» **Problem requirements**
Copy each of the records below line for line, with no change to any word or number.

» **Given information**
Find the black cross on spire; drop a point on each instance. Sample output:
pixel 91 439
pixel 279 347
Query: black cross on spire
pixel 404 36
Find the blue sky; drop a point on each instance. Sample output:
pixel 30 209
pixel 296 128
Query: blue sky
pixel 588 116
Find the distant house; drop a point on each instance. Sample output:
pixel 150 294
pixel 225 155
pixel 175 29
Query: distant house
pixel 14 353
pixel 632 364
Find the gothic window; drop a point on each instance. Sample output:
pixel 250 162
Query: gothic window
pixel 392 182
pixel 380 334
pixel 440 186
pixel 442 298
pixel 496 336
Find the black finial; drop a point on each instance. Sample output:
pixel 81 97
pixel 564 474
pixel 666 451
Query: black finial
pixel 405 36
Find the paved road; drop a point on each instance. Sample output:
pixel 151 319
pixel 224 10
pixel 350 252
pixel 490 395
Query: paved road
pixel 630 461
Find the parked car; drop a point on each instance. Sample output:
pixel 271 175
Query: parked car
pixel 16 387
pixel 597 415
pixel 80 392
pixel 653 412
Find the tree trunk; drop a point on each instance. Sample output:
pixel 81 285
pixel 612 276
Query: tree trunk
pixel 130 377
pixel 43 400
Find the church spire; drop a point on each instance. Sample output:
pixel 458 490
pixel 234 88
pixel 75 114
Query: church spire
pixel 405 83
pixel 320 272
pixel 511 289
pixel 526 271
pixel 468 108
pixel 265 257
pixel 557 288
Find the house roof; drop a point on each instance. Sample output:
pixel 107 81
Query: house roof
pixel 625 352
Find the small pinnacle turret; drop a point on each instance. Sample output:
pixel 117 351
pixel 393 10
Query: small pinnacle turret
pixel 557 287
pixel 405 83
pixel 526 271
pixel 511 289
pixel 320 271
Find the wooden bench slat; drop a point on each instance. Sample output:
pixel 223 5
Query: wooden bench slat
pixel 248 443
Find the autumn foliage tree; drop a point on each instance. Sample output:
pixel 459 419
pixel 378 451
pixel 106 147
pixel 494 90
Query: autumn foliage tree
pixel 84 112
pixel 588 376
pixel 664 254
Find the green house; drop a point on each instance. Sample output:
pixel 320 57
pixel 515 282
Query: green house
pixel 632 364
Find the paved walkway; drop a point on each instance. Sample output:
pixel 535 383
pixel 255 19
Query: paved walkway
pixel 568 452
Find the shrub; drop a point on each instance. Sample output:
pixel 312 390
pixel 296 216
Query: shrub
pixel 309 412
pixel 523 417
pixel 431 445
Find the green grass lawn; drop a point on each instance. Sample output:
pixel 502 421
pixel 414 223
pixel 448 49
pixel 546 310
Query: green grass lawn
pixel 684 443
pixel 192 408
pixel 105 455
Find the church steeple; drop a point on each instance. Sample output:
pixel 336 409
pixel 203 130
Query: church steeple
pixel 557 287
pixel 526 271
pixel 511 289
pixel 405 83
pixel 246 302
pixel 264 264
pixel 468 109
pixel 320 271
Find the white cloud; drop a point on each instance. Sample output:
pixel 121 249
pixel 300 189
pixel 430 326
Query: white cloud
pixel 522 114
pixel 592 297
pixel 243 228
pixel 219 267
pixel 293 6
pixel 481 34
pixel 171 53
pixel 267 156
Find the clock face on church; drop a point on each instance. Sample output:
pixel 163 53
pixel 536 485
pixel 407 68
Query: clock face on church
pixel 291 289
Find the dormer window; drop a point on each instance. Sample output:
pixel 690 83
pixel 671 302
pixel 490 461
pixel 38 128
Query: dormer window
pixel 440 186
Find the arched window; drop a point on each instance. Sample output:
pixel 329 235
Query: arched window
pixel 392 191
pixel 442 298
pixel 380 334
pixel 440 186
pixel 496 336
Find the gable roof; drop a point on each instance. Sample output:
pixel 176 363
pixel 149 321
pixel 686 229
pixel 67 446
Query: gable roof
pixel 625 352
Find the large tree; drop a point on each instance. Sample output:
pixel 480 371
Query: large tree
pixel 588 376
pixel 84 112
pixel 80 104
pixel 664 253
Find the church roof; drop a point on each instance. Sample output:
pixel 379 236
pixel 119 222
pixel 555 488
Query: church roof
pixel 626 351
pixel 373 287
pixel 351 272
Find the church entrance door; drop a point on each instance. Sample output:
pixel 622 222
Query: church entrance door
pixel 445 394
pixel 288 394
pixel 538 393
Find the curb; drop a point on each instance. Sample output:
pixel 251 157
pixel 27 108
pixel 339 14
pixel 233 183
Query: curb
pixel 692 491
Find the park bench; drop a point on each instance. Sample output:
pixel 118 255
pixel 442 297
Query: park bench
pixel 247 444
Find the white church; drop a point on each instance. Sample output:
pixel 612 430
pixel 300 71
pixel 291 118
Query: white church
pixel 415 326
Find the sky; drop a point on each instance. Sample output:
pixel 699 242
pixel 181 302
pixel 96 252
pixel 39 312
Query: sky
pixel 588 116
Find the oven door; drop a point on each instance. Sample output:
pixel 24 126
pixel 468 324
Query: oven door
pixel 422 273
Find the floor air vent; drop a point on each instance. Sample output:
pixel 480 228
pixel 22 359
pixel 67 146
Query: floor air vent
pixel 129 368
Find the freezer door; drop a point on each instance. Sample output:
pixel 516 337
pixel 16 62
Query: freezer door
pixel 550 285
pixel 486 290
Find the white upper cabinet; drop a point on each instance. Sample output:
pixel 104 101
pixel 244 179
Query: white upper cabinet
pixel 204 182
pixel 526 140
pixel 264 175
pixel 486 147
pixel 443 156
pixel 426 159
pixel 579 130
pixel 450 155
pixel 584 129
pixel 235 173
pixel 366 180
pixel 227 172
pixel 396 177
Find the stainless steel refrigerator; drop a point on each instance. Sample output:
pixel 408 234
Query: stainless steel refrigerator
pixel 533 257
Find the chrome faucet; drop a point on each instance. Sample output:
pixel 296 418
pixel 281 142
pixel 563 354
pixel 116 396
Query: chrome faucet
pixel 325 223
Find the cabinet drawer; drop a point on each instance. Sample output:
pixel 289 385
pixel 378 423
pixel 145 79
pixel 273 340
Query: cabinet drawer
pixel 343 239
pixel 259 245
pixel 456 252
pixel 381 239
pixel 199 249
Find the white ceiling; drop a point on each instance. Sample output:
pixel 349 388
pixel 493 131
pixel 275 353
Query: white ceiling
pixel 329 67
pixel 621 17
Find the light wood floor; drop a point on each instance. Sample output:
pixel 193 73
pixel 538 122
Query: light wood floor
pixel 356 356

» **Result**
Find the black cross on spire; drop a point on each instance. Sample output:
pixel 91 439
pixel 279 347
Query: black cross on spire
pixel 404 36
Find the blue sky; drop a point on each instance. Sample output:
pixel 30 209
pixel 296 128
Query: blue sky
pixel 588 116
Find the distant house; drop a point on each instance. Sample output:
pixel 150 294
pixel 225 155
pixel 175 29
Query: distant house
pixel 14 353
pixel 632 364
Find the gothic window; drop a point on each instance. Sample output:
pixel 250 162
Query: gothic window
pixel 392 182
pixel 380 334
pixel 440 186
pixel 442 298
pixel 496 336
Find the black finial; drop a point on each instance. Sample output:
pixel 81 97
pixel 564 474
pixel 666 451
Query: black finial
pixel 405 36
Find the paved road; drop a point on each instance. Sample output:
pixel 151 319
pixel 224 10
pixel 350 252
pixel 490 395
Query: paved road
pixel 630 461
Find the parked car; drop a point on each instance. Sample output:
pixel 271 175
Query: parked car
pixel 16 387
pixel 597 415
pixel 80 392
pixel 653 412
Find the tree trunk; drop a point on each instance. Sample output:
pixel 81 285
pixel 612 276
Query: tree trunk
pixel 130 377
pixel 43 400
Find the church spire; drop a point on each instance. Sample output:
pixel 458 490
pixel 234 88
pixel 75 114
Query: church spire
pixel 405 83
pixel 320 272
pixel 511 289
pixel 526 271
pixel 468 108
pixel 265 257
pixel 557 288
Find the house roof; drop a point on each instance. Sample output:
pixel 107 81
Query: house roof
pixel 625 352
Find the small pinnacle turret; drop a point on each instance. Sample output:
pixel 117 351
pixel 393 10
Query: small pinnacle turret
pixel 557 287
pixel 405 83
pixel 526 271
pixel 511 289
pixel 320 271
Find the wooden bench slat; drop a point on each instance. Sample output:
pixel 223 5
Query: wooden bench slat
pixel 248 443
Find the autumn foliage tree; drop a point on each instance. Sample output:
pixel 459 419
pixel 378 451
pixel 106 147
pixel 494 90
Query: autumn foliage tree
pixel 84 112
pixel 588 376
pixel 664 254
Find the green house; drop a point on each instance. Sample output:
pixel 320 57
pixel 515 282
Query: green house
pixel 632 364
Find the paved walkway; drop a point on each instance. Sample output:
pixel 535 383
pixel 255 19
Query: paved walkway
pixel 568 452
Find the shrub; drop a point on each instance. Sample output:
pixel 312 390
pixel 296 216
Query: shrub
pixel 309 412
pixel 523 417
pixel 431 445
Find the green grass lawn; drop a point on each instance. Sample output:
pixel 502 421
pixel 414 223
pixel 448 49
pixel 546 310
Query: green grass lawn
pixel 684 443
pixel 192 408
pixel 105 455
Find the church steeple; drop a point on each instance. Sample output:
pixel 336 409
pixel 203 130
Query: church steeple
pixel 557 287
pixel 526 271
pixel 511 289
pixel 405 83
pixel 246 302
pixel 264 264
pixel 468 109
pixel 320 271
Find the white cloud; drop a point on each instance. Sample output:
pixel 121 249
pixel 300 189
pixel 430 326
Query: white cloud
pixel 522 114
pixel 592 297
pixel 243 228
pixel 219 267
pixel 293 6
pixel 481 34
pixel 171 53
pixel 267 156
Find the clock face on church; drop a point on each instance. Sample output:
pixel 163 53
pixel 536 485
pixel 407 68
Query: clock face on church
pixel 291 289
Find the dormer window; drop a point on each instance. Sample output:
pixel 690 83
pixel 671 302
pixel 490 461
pixel 38 128
Query: dormer window
pixel 440 186
Find the arched window; drop a point on each instance. Sample output:
pixel 329 235
Query: arched window
pixel 392 191
pixel 442 298
pixel 380 334
pixel 440 186
pixel 496 336
Find the gable roof; drop a point on each instance. Sample output:
pixel 176 363
pixel 149 321
pixel 686 229
pixel 67 446
Query: gable roof
pixel 625 352
Find the large tree; drop a point on each instance. Sample output:
pixel 480 371
Query: large tree
pixel 588 376
pixel 84 112
pixel 80 104
pixel 664 253
Find the church roof; drop a point on each instance. Sample output:
pixel 379 236
pixel 119 222
pixel 555 488
Query: church roof
pixel 626 351
pixel 373 287
pixel 351 272
Find the church entrance door; drop a point on each instance. Sample output:
pixel 622 222
Query: church entrance door
pixel 445 394
pixel 288 394
pixel 538 393
Find the curb; drop a point on each instance. Sample output:
pixel 251 157
pixel 27 108
pixel 339 14
pixel 233 183
Query: curb
pixel 692 491
Find the park bench; drop a point on each instance. Sample output:
pixel 118 255
pixel 442 297
Query: park bench
pixel 247 444
Find the white church; drop a point on each instance. Sample output:
pixel 612 430
pixel 300 71
pixel 291 118
Query: white church
pixel 415 326
Find the sky; drop a point on each instance. Sample output:
pixel 699 242
pixel 181 302
pixel 96 252
pixel 39 312
Query: sky
pixel 588 116
Find the oven door; drop a point on each instance. Sample output:
pixel 24 126
pixel 468 324
Query: oven door
pixel 422 273
Find the floor air vent; drop a point on each instance. Sample output:
pixel 480 228
pixel 22 359
pixel 67 146
Query: floor air vent
pixel 129 368
Find the freezer door; drop a point on each instance. Sample output:
pixel 516 337
pixel 16 62
Query: freezer door
pixel 550 285
pixel 486 290
Find the white upper cabinet; drop a point on each instance. Sample output:
pixel 104 101
pixel 244 179
Query: white upper cabinet
pixel 204 182
pixel 526 140
pixel 264 175
pixel 486 147
pixel 443 156
pixel 426 159
pixel 579 130
pixel 450 155
pixel 584 129
pixel 235 173
pixel 366 180
pixel 227 172
pixel 396 177
Find the stainless steel refrigerator; drop a point on each instance. Sample output:
pixel 408 234
Query: stainless steel refrigerator
pixel 533 257
Find the chrome faucet; drop a point on each instance. Sample output:
pixel 296 418
pixel 281 142
pixel 563 354
pixel 116 396
Query: chrome faucet
pixel 325 223
Find the cabinet drawer; drop a point on each instance. Sample output:
pixel 289 385
pixel 378 423
pixel 145 79
pixel 273 340
Query: cabinet drawer
pixel 343 239
pixel 259 245
pixel 456 252
pixel 381 239
pixel 199 249
Find the white ceiling; drop a point on each instance. Sample output:
pixel 349 388
pixel 493 131
pixel 275 353
Query: white ceiling
pixel 329 67
pixel 621 17
Find the light wood floor; drop a point on each instance. Sample output:
pixel 193 73
pixel 538 122
Query: light wood floor
pixel 356 356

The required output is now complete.